--- SELECTED EXTRACT ---

In the 1988 NSWRL Grand Final, it’s well known that Balmain’s chances evaporated when Terry Lamb ironed out Balmain’s key player: Ellery Hanley. But why was Lamb allowed to stay on the field? Why hasn’t it been noted that perhaps Lamb should’ve been sent off? Even with Hanley gone, wouldn’t it have been a different story if Lamb was dismissed and the Bulldogs were down to 12 men?


To sum up, I think that emotion and immediacy and the “heat of the moment” tend to cloud people’s judgment in sport (and probably other things) a lot, and that includes what is reported online and in the media. Sometimes, certain things (like the possibility that Terry Lamb should’ve been sent off in the 1988 Grand Final) get overlooked. With the passing of time, when the dust has settled, it’s interesting to see how one’s views can change considerably.


I’m interested to know your thoughts. Anyone?


Read a review of Liam’s book State of Origin: 40 Years here.

You can read more of Liam Hauser’s Almanac contributions by clicking here.


Our writers are independent contributors. The opinions expressed in their articles are their own. They are not the views, nor do they reflect the views, of Malarkey Publications.

--- RECORDS PROVIDED ---

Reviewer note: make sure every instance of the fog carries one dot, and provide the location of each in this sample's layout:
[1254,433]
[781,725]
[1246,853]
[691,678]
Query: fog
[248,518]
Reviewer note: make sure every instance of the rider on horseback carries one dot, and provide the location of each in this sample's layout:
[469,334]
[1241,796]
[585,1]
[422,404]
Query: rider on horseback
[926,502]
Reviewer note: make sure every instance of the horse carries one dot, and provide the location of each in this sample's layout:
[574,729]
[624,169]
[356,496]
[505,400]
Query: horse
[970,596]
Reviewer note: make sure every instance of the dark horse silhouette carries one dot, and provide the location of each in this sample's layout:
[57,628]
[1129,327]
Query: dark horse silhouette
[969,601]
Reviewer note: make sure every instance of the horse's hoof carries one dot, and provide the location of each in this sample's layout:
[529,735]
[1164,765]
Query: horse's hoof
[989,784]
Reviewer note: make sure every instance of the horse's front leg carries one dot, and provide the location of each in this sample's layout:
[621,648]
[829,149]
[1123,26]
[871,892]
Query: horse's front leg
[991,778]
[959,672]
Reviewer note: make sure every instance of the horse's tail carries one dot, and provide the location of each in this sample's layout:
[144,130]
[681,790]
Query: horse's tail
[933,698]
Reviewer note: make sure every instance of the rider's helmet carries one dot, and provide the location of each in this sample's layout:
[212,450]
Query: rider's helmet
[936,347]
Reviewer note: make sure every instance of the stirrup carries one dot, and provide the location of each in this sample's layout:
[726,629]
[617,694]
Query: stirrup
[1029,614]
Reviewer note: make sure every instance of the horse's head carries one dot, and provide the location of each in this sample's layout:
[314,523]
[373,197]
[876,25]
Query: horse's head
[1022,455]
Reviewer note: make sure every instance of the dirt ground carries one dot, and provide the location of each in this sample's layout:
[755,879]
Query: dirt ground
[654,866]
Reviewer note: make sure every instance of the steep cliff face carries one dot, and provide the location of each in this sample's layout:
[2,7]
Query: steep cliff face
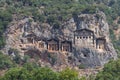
[25,36]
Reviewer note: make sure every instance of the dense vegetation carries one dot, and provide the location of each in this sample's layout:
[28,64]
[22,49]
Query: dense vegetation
[54,12]
[33,71]
[111,71]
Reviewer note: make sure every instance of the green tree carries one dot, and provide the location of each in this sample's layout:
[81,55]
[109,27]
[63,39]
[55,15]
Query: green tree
[111,71]
[68,74]
[17,74]
[5,62]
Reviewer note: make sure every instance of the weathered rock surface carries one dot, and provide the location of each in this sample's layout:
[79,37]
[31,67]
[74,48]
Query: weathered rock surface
[90,58]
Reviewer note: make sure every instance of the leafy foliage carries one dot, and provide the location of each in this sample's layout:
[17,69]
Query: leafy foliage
[5,62]
[40,73]
[111,71]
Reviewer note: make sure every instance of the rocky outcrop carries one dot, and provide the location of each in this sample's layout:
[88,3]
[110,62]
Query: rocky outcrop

---

WHAT IS BEING ASKED
Resume the piece on the 1988 NSWRL Grand Final after its last sentence. The items have no connection to the piece on the 1988 NSWRL Grand Final.

THE REPLY
About Liam Hauser

A Queenslander through and through, Liam went out of his comfort zone as he had a thoroughly worthwhile time in Tumut and Gundagai from 2008 to 2016 before enjoying a year in Gunnedah. His strongest sporting interests are State of Origin, Sheffield Shield, Test cricket and the NRL. His sporting CV doesn’t have many highlights, although he once top-scored in a warehouse cricket match with 54 not out at number 10, and shared in an unbroken last wicket stand of 83 with the number 11 who scored an undefeated 52. Liam has written books including State of Origin 40 Years, A Century of Cricket Tests, A History of Test Cricket, The Immortals of Australian Cricket, The Immortals of Australian Rugby League, and The Great Grand Finals: Rugby League's Greatest Contests. Also a huge fan of Electric Light Orchestra.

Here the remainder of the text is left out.